(Some entries)
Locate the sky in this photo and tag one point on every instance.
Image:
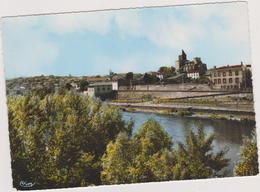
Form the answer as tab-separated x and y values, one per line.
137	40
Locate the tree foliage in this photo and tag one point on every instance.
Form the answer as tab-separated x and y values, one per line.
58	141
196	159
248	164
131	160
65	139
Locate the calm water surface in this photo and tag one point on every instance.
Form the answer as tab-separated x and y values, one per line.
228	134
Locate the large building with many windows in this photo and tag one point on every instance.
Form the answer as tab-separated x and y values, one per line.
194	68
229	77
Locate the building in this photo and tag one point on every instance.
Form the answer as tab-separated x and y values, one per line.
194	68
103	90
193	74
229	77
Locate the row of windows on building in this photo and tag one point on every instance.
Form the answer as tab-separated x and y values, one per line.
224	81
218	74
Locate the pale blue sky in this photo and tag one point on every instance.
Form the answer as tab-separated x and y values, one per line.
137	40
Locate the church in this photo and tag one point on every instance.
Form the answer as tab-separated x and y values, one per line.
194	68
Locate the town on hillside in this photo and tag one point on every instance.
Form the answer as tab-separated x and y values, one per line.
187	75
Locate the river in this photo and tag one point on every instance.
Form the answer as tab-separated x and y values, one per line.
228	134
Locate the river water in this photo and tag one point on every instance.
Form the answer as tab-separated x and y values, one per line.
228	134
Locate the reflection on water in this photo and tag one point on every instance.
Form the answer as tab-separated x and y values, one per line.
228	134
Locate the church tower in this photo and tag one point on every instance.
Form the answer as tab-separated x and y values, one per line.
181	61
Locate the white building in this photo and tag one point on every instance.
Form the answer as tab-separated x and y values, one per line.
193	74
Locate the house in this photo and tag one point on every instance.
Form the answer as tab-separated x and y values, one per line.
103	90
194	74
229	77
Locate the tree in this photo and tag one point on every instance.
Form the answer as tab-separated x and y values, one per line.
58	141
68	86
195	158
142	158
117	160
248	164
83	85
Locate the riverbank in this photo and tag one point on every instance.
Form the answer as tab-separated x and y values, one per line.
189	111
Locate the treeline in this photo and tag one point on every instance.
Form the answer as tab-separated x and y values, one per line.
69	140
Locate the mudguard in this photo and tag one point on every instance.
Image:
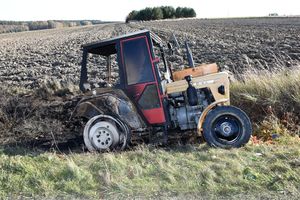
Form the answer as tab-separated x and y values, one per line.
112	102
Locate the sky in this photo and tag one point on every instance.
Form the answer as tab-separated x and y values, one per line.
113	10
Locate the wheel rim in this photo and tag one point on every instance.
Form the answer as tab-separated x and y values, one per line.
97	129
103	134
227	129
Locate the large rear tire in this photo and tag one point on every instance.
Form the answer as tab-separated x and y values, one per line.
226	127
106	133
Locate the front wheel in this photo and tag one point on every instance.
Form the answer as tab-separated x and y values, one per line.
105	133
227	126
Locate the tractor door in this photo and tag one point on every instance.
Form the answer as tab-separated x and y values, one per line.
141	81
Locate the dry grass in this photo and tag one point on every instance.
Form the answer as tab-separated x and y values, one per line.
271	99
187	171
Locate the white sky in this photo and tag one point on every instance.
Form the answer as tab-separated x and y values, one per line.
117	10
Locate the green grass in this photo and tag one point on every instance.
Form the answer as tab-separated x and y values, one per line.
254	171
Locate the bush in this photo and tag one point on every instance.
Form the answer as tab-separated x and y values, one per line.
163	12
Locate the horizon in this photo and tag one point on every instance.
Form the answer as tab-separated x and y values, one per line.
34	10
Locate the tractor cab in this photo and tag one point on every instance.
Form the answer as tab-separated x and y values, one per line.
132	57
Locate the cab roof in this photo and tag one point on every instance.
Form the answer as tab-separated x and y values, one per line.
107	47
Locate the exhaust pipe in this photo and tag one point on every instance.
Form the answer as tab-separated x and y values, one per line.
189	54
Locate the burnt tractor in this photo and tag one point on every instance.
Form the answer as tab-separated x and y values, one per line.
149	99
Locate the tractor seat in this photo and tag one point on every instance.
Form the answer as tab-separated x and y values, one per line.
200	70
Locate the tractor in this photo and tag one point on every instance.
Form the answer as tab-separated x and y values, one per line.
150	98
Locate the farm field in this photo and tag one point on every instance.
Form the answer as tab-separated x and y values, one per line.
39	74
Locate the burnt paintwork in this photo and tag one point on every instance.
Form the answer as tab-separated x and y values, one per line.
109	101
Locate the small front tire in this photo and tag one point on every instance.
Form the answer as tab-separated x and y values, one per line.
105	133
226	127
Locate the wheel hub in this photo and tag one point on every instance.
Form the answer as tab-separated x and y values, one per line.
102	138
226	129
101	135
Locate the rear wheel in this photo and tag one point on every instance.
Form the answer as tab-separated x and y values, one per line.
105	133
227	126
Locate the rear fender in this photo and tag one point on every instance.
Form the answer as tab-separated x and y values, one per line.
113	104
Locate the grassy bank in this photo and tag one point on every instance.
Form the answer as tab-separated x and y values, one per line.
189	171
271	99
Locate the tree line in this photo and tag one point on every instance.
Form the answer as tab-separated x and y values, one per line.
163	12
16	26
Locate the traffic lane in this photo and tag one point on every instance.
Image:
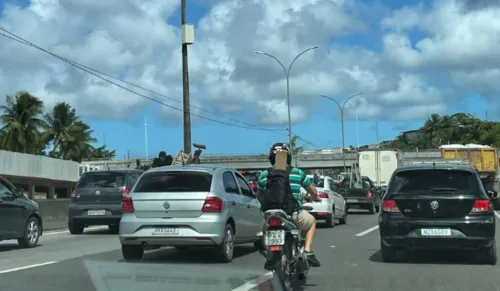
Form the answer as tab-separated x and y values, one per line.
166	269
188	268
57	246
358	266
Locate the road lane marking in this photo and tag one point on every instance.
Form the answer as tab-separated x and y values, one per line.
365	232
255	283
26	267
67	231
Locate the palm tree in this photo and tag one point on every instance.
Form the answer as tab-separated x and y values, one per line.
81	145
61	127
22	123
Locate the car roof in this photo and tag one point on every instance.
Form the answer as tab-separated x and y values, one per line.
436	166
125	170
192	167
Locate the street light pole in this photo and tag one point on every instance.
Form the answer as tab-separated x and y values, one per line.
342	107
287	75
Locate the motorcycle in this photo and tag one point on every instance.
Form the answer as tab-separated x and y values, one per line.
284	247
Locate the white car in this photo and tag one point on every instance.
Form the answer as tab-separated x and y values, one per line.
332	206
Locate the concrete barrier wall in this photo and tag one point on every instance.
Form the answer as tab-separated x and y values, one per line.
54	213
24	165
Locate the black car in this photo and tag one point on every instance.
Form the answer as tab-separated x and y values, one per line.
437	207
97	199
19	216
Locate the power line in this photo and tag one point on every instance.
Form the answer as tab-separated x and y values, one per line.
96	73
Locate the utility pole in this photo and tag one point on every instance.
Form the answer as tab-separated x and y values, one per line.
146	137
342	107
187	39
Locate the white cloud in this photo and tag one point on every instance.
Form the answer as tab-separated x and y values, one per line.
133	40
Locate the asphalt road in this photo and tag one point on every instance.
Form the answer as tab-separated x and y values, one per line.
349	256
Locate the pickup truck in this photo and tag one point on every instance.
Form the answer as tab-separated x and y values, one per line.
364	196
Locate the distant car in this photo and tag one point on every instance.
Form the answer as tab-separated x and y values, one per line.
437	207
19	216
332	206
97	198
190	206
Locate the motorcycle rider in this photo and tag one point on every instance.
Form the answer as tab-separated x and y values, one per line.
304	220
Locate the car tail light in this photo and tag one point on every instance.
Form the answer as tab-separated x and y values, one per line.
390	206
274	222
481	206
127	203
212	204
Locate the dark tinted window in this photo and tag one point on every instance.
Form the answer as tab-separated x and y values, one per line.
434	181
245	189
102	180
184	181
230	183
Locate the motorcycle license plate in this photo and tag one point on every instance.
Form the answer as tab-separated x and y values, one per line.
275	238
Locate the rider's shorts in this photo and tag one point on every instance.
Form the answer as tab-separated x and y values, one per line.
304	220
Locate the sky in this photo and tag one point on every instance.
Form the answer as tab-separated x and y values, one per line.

- WHAT IS NEEDED -
Update the entries from the line containing "Locate the rider's" through the end of the entries by replacing "tag" with "mark", leaving everything else unchanged, and give only those lines.

- TASK ANSWER -
Locate the rider's shorts in this photo and mark one point on every instance.
Form the answer as tab-separated x and y values, one per line.
304	220
Locate the sky in this photo and mark one point on every instance.
Form the answer as tab-separated x and y values, one per line.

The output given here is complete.